__OBJECTIVE__: The listing below should be printed exactly, every line of it. Skip the pictures.

__MATERIAL FOR THE TASK__:

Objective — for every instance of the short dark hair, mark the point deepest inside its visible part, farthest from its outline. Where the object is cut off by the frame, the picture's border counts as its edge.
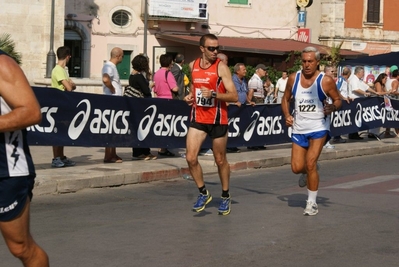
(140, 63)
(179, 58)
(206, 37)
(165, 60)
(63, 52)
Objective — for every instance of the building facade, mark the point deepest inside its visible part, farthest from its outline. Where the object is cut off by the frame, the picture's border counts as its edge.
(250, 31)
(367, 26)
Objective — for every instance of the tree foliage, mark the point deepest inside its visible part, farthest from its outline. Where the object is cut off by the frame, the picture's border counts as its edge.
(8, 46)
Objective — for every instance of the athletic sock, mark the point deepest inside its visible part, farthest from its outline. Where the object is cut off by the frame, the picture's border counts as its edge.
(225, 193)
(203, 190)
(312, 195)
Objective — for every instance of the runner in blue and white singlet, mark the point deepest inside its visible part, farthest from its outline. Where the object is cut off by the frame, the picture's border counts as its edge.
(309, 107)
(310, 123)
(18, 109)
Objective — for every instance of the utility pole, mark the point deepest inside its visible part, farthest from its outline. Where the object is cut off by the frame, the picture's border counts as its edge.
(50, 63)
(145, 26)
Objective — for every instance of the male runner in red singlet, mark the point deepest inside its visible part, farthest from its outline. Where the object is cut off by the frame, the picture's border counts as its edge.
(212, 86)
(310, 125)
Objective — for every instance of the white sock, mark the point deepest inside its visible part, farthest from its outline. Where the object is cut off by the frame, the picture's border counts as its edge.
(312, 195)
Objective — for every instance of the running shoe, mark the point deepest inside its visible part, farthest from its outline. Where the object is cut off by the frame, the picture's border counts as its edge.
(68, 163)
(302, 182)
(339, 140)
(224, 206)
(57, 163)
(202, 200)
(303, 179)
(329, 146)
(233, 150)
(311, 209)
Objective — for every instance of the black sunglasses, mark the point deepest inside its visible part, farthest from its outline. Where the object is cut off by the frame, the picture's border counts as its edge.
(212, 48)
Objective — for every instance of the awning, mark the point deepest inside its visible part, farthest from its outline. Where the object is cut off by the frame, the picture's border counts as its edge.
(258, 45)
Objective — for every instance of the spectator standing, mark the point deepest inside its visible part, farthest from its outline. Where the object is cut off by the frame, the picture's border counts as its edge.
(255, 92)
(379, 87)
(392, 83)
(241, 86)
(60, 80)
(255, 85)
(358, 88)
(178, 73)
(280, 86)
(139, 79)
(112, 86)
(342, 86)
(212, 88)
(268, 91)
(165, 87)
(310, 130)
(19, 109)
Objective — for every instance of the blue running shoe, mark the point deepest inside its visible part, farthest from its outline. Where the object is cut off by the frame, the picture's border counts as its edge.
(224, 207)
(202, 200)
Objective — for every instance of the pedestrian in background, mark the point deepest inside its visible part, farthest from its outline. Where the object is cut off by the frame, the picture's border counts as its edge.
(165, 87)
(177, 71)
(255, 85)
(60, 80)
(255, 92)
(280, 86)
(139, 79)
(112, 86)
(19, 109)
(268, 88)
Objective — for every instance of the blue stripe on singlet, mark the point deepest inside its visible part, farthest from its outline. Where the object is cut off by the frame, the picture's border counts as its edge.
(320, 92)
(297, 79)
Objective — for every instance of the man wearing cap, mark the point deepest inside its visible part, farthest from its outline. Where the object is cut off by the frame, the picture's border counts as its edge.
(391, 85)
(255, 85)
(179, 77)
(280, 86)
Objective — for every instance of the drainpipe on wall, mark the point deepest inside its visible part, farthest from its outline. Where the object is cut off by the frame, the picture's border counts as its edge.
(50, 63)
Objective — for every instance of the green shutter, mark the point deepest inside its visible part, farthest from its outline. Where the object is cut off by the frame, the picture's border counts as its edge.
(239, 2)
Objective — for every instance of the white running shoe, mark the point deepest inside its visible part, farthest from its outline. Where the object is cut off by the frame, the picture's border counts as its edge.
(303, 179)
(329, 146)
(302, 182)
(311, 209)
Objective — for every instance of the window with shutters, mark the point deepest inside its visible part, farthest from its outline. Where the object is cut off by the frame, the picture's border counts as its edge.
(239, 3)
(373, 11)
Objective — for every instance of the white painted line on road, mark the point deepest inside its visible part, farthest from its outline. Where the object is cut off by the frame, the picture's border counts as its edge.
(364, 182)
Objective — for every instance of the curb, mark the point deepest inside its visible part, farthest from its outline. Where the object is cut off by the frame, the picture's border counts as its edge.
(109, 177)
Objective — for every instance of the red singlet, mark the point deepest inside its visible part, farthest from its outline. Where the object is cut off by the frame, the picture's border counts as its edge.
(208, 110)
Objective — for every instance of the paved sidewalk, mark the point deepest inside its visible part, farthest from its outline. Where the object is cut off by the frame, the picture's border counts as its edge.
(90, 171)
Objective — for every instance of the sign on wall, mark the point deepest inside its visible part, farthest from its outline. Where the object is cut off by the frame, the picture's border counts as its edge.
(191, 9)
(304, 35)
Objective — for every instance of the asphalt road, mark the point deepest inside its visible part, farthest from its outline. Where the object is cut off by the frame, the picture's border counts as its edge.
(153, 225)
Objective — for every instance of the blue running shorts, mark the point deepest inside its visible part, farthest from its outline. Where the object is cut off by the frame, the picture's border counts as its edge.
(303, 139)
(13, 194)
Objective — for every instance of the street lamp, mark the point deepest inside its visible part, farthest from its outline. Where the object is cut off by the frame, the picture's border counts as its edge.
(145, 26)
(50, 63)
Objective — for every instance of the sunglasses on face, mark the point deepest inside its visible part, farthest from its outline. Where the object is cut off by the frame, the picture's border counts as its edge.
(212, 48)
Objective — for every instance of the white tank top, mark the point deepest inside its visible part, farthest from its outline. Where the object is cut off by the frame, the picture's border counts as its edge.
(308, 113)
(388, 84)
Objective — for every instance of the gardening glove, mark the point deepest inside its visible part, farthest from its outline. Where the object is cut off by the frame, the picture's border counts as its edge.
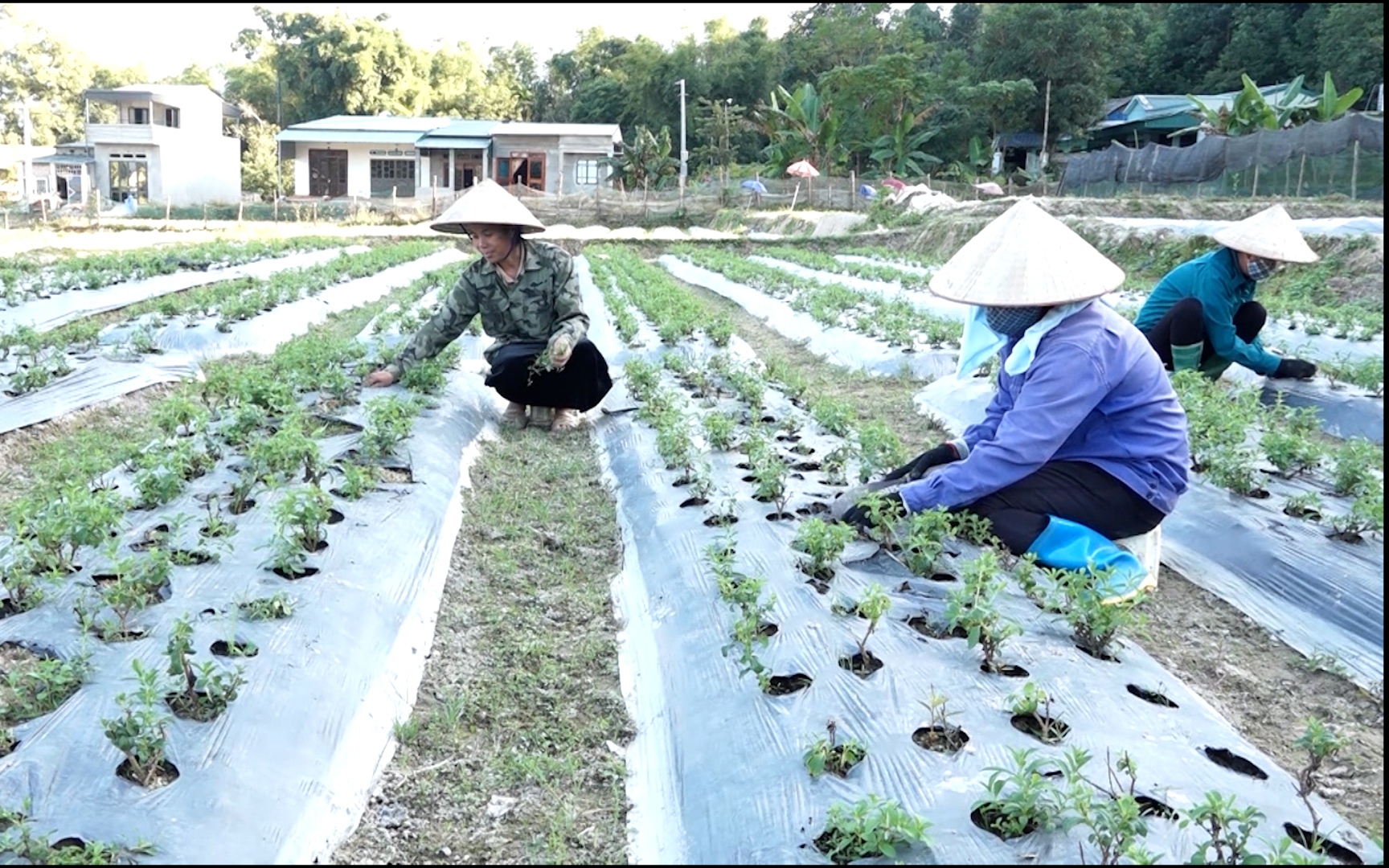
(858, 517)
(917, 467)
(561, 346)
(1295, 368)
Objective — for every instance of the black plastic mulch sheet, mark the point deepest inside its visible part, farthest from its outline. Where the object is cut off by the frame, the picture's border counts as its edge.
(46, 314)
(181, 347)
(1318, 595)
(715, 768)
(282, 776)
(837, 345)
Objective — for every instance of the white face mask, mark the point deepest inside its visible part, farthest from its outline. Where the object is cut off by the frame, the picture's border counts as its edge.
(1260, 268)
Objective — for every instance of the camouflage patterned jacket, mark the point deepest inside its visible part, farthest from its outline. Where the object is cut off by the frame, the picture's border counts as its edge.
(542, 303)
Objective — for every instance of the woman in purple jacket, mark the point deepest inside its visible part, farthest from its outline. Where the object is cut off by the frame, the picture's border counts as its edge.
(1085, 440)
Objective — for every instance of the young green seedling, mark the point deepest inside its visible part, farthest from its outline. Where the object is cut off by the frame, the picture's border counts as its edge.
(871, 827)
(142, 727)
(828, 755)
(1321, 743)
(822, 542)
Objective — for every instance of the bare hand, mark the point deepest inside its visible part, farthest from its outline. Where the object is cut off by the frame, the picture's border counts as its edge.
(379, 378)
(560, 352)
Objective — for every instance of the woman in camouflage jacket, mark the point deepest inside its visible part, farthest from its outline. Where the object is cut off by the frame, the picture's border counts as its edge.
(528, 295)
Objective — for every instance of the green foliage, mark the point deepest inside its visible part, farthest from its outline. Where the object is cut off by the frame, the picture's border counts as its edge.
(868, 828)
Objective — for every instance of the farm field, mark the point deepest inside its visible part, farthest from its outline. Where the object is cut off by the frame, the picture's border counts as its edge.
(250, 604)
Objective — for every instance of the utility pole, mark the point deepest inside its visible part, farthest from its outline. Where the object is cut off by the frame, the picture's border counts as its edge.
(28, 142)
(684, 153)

__THE REPLY__:
Objective — for every instance of the short dark hair, mark the point deepest inside its visible part, farthest from its outline. Where the object is cut off by the frame, the picture's border counts as its edge.
(140, 63)
(179, 58)
(206, 37)
(165, 60)
(63, 52)
Objective — for every instance of the building facade, mark the point deepest inside its visible part, farthest from its outline. Where the object is cut off by the frame, the picture's border counts as its edge.
(250, 31)
(367, 26)
Objective — for every instance of the tree foliage, mark the point deepest inside its visible part, farthest from its outline. Where the object is cut off by the frame, the picture's border counts as its edge.
(8, 46)
Objective — for every instance of the athletic sock, mark the point deepest inside its visible part, farthest from its outline. Where the object is cut off by the frame, the picture's border counts as its edge.
(225, 193)
(203, 190)
(312, 195)
Objective — for every instance of the runner in blue and white singlet, mark the point deepest inside its visible part, farthest from its outline. Where the object is cut off by the frame, the picture's border counts as its edge.
(309, 107)
(310, 123)
(18, 109)
Objective — for every instance of the utility pole, mark the point deepest inside its visible part, farthest from its outline. Where the object is cut off by the frame, the picture's border counts as its edge.
(50, 63)
(145, 26)
Objective — for every instance of the male runner in red singlet, mark the point deepest inside its visible part, farthest from its outline. Where the object is cut off by the frame, the picture's border counts as its edge.
(212, 86)
(310, 125)
Objective — for every instance of the white sock, mark the point deepest inside its visible part, farthest from its outline. Where the object is cut off by the frame, the picture's border counts as its edge.
(312, 195)
Objective — for every instance of the running shoe, mark the point deepest inside its visible part, farthest from its outline. Where the object is cut off by the frame, the picture's border counts as its edge.
(68, 163)
(302, 182)
(339, 140)
(224, 206)
(57, 163)
(202, 200)
(303, 179)
(329, 146)
(233, 150)
(311, 209)
Objective — for every instance of the black sunglasses, mark the point deepest inside its visible part, farthest from its outline. Where the object is cut off by the frame, the picture's border counts as its edge.
(212, 48)
Objective — for every instance of the awning, mark the point deepest inside its visible part, farthest from its outline. Where the object is cut off by the frame, the picture's border counts as its edge.
(258, 45)
Objective — for every instance of the spectator standing, mark the point deepest inside its visible part, farthest from its outline. Where the object is cut off by the frame, the picture's border counts as its edge.
(255, 92)
(379, 87)
(392, 83)
(241, 86)
(60, 80)
(255, 85)
(358, 88)
(178, 73)
(280, 86)
(139, 79)
(112, 86)
(342, 86)
(212, 88)
(268, 91)
(165, 87)
(310, 130)
(19, 109)
Objective — for every instance of the blue running shoe, mark the point deepest inside its visible part, farthest from its outline. Where the object is cut off by the frame, the picture's border counts as its edge.
(224, 207)
(202, 200)
Objective — for every instance of the pedestrian in background, mark the point deepest inside its visible part, farthest from its outline. Where the object is cut off by the frame, the picture's border counts as its edge.
(165, 87)
(177, 71)
(255, 85)
(60, 80)
(255, 92)
(280, 86)
(139, 79)
(112, 86)
(19, 109)
(268, 88)
Objective — for every instance of the blue stripe on singlet, mark the point deepest inside its visible part, farthest from its outline. Where the object is cut off by the frame, the picture's border counts as its edge.
(320, 92)
(297, 79)
Objective — for every instance of the man wearing cap, mark the point deepest inside its visible part, farthest from its outline. Where the object is cut off by the frame, the picture's border counts as its edge.
(391, 85)
(255, 85)
(179, 77)
(280, 86)
Objective — for every instance of the drainpipe on wall, mark the point deepest inside its visible part, farthest from its outline. Where the object is cut off by the frame, the picture's border counts as its edge.
(50, 63)
Objective — for every instance of the green shutter, mark the point deepest inside its visible part, farthest from its outline. Where the object is cut off by the frame, the picture's border counts as its edge.
(239, 2)
Objective — for every instance of the white running shoe, mark the point deepest inside its visible part, farthest from its outline. Where the object is cut off by the frame, the picture's border counts as its edge.
(303, 179)
(329, 146)
(302, 182)
(311, 209)
Objective — for every instance of the window with shutters, mark the point deepest inside its visible part, farthest from its outline. Where the object is cut off by the frame, the picture's border counts as its edge.
(239, 3)
(373, 11)
Objective — for every instance of the white painted line on road, mark the point deepest inside its visible part, farthest from its outline. Where the object is cut off by the frame, the picture's border counts as its edge.
(364, 182)
Objective — for every instance of the curb, mark the point deepest inside its visible part, farthest from its outline. Where the object is cut off by the frame, the picture's border counts as its edge.
(109, 177)
Objective — for every instance of the red singlet, mark the point deepest inside its visible part, farthest from its outline. Where the object is cut off by the frame, the picture's border counts as its edge.
(208, 110)
Objective — for every instance of the paved sidewalk, mark the point deepest inside its visible part, farthest from its outline. Where the object is cut off by the frame, the picture's border counts as its edge.
(90, 171)
Objective — for every instance of the sign on wall, mark the point deepest inside its visible part, farthest from its outline. Where the object is cut off by the frame, the picture's border counts as its edge.
(191, 9)
(304, 35)
Objective — for every instance of the asphalt road, mark the point deepest inside its visible part, farthest from its outline. Where the object is cut off by the frame, the picture's border counts as its edge.
(153, 225)
Objective — for every instance of the blue running shorts, mark the point deepest inside its visible part, farthest from its outline. Where the object is cut off by the frame, the picture's border counts as its edge.
(303, 139)
(13, 194)
Objective — for every instance of the street lamp, mark the point deepest inside its visible part, farthest from its outline. Where the object is cut off by the frame, the picture's border counts as its edge.
(145, 26)
(50, 63)
Objective — for every instance of the sunglasses on face, mark the point deepest inside its visible part, farthest from its outline. Where the object is cut off by the frame, the picture's border counts as its edge.
(212, 48)
Objective — for every instance of the white tank top, mark the point deepest inside its visible part, farthest from its outline. Where the object is cut off by the frame, the picture's border counts as its edge.
(308, 113)
(388, 84)
Objective — for every instance of the gardening glove, mark the point deepest inside its visible part, farthest from its outline. Where the object is cut off by the frame, the picture's border counts as its edge.
(858, 517)
(917, 467)
(561, 346)
(1295, 368)
Objective — for every instance of the black plastic mulch sheet, mark the point deepest inside its visible part, farthest from its outline. Where the object is cut off by the frame, the picture's border counts as its edge.
(46, 314)
(181, 347)
(1318, 595)
(715, 768)
(282, 776)
(837, 345)
Objective — for every instance of the white face mask, mark the point deepest inside its visible part, farthest from its outline. Where the object is cut off by the frame, the picture's border counts as its edge.
(1260, 268)
Objective — for every instance of the camouflage patterned jacket, mark the point deepest inside its visible part, farthest from its outline. Where the object is cut off by the frame, the picture's border counts as its edge.
(542, 303)
Objective — for every instance of the woman in purple jacket, mark the point deepest inside its visible part, farthest from its outline. Where the object is cut off by the frame, the picture's border counts as its edge.
(1085, 440)
Objective — for every instance of the young green seedling, mark the point deepest inside its visible part, farthest from its outline. Where the object is cut off by the frame, the picture's border counts as its edge.
(871, 827)
(142, 727)
(828, 755)
(1321, 743)
(822, 542)
Objective — for every instance of the bare hand, mark the point deepest inside its visible part, farthest from its outline. Where the object is cut off by the frame, the picture's border counts as its edge.
(379, 378)
(560, 352)
Objective — for every instance of the woman in camouflage jacket, mark the point deepest inside its visible part, farthest from its outline. Where the object is cut off by the frame, the picture's border counts as its edge.
(528, 295)
Objective — for every instance of the green foliage, mark the point deepest inside its visible part, farthest from its outline. Where the object is cut off by the frame, the picture's border counts as its edge.
(868, 828)
Objective — for every instance of the farm field, mark the point deepest inside its visible part, farthest from its outline. Where the object is cut off by the frame, the picture's border counts as its edge.
(250, 604)
Objective — for every instance of the utility pole, mark the point deepest inside its visible part, farthest from its outline. Where the object is cut off by the frame, the picture's border counts as its edge.
(28, 142)
(684, 153)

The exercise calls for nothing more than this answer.